**BRIEF:** Return the data below line for line with nothing changed, and leave the pictures out of your answer.

* BEGIN INFORMATION SHOWN *

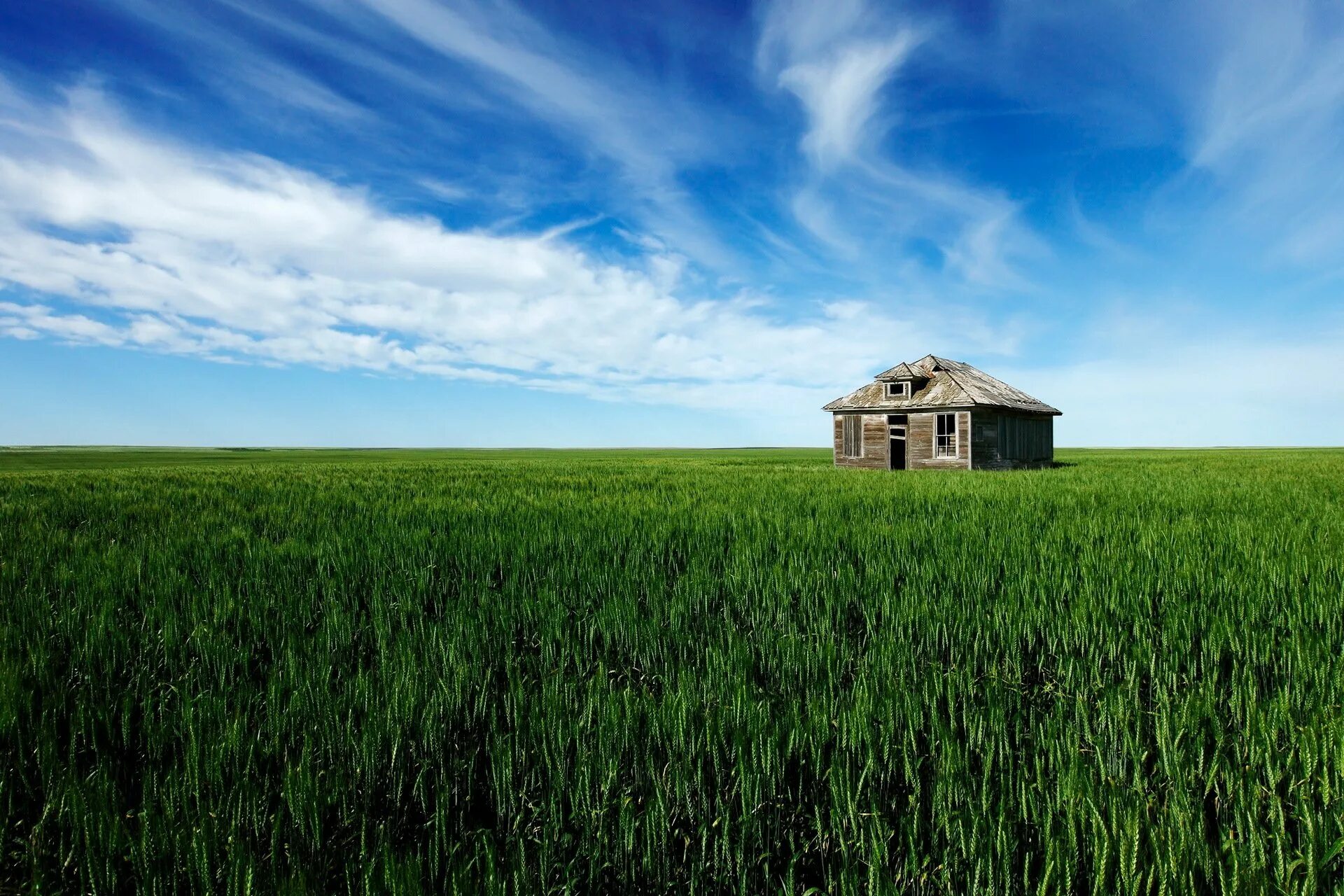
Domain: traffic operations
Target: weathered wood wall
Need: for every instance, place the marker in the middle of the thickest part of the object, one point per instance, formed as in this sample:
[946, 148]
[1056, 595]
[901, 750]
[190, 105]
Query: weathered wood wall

* END INFORMATION SHOWN *

**EXERCISE ANSWER:**
Domain: traffic operations
Target: weathered wood wall
Need: for every instance, place the marker in the middle of the thickest part of the object, one point per instance, formed as in this sample:
[946, 148]
[1056, 595]
[901, 750]
[190, 105]
Query: weathered wood wall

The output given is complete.